Excerpted passage —
■ ■ ■ ■ ■

I really fear for her mental health

I really fear for her mental health

My best friend has been having a relationship with a narcissist on and off for 6 years. He was married, frequently left his wife for my friend, but always went back for one reason or another. He’s controlling, emotionally abusive to her (and hates me obviously). He’s said and done some terrible things to her over the years but she gives it a few months and then starts it all up again.

I can’t understand it and this time when he throws her away again I really fear for her mental health. She had done so well with zero contact etc. and I am at a loss as to how to make her see sense.

I’m actually worried that she’ll be left alone because I can’t watch her suffer him any more. We’ve been friends for 30 years. Many thanks

2 thoughts on “I really fear for her mental health

  1. I have been involved with a narcissistic boyfriend, who left me after three years for another girl. They do that, not one hint of empathy or regret Of course you are hurt and rejected. What you have to do, seek therapy, get involved in groups,any sport and friends. Keep busy, I had a bit of a flashback today, but relapsed into positive behaviour again. Those men will hate you for looking good, happy and educated. Confide in your friends , there is nothing wrong with you, it is them. You are not a psych experiment. Tell him to fuck off!

■ ■ ■ ■ ■

(Stored dataset items)
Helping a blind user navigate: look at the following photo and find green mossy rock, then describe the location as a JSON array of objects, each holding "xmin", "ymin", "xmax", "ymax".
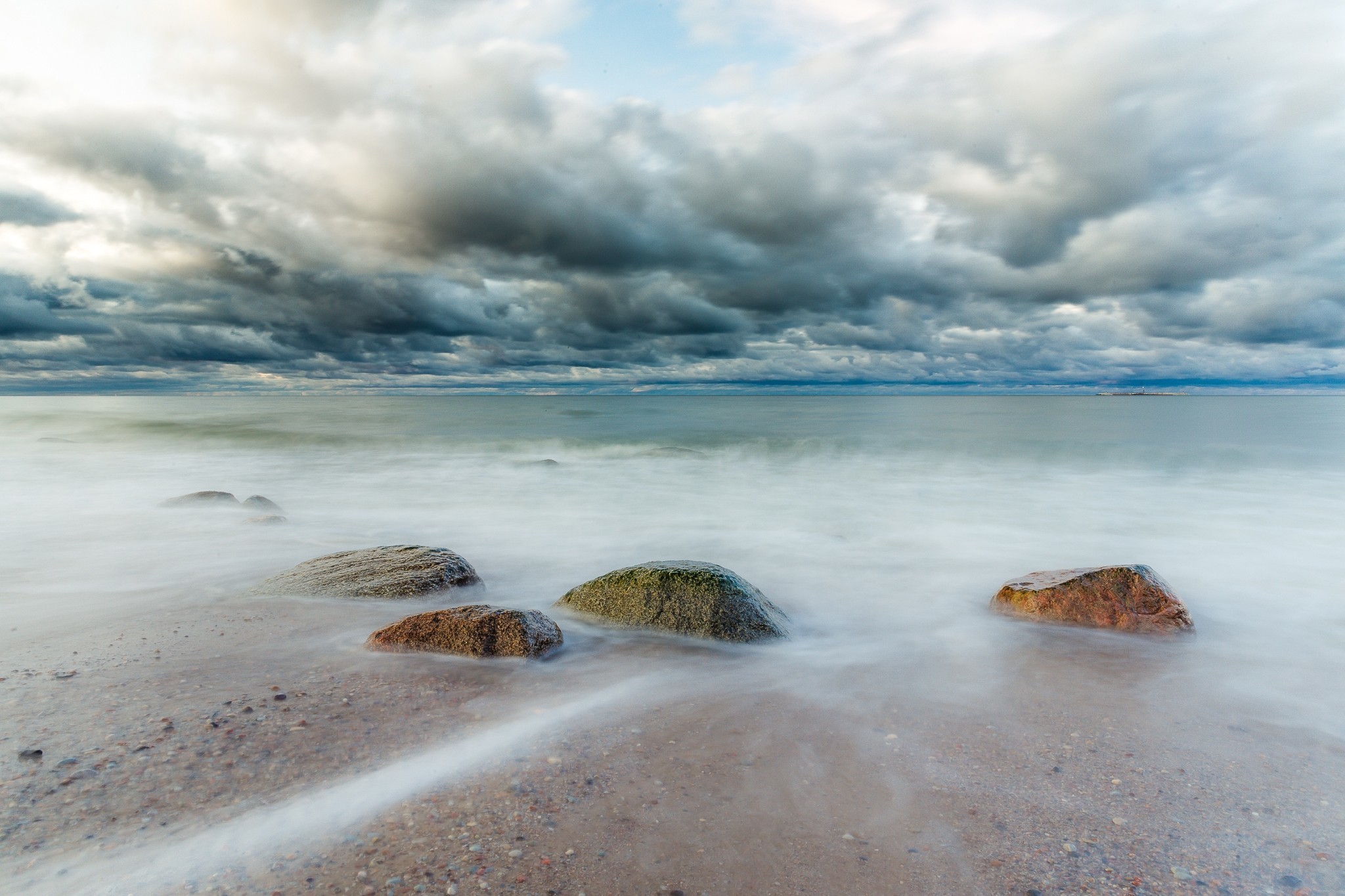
[
  {"xmin": 556, "ymin": 560, "xmax": 788, "ymax": 642},
  {"xmin": 253, "ymin": 544, "xmax": 481, "ymax": 598}
]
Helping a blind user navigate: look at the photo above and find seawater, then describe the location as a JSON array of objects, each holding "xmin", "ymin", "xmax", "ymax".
[
  {"xmin": 0, "ymin": 396, "xmax": 1345, "ymax": 892},
  {"xmin": 0, "ymin": 396, "xmax": 1345, "ymax": 736}
]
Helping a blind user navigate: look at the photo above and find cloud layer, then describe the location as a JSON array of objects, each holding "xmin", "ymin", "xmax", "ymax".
[{"xmin": 0, "ymin": 0, "xmax": 1345, "ymax": 389}]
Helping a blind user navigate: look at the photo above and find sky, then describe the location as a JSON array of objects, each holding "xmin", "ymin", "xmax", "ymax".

■ ■ ■ ■ ■

What this exercise asks —
(a) Return the text of the forum post about a friend's relationship with a narcissist from "I’m actually worried" up to and including "to fuck off!".
(b) Write the next part of the forum post about a friend's relationship with a narcissist, starting right after its last sentence.
The items have no role in this work.

Responses in order —
(a)
I’m actually worried that she’ll be left alone because I can’t watch her suffer him any more. We’ve been friends for 30 years. Many thanks

2 thoughts on “I really fear for her mental health

  1. I have been involved with a narcissistic boyfriend, who left me after three years for another girl. They do that, not one hint of empathy or regret Of course you are hurt and rejected. What you have to do, seek therapy, get involved in groups,any sport and friends. Keep busy, I had a bit of a flashback today, but relapsed into positive behaviour again. Those men will hate you for looking good, happy and educated. Confide in your friends , there is nothing wrong with you, it is them. You are not a psych experiment. Tell him to fuck off!

(b)
  2. Whatever you do, keep on being her friend! Let her know you support her no matter what. It is so very hard to leave an abusive relationship — you’ve seen that first hand with your friend. I had friends who distanced themselves from me b/c I kept going back. They just didn’t get it, and it made me feel so much worse about myself. You can’t make her “see sense.” She’s been brainwashed into thinking she’s trash, and deserves the abuse. Encourage her by building up her postive traits, love her unconditionally. She needs to know that someone loves her and thinks she’s valuable. Don’t give up on her, even if she can never leave.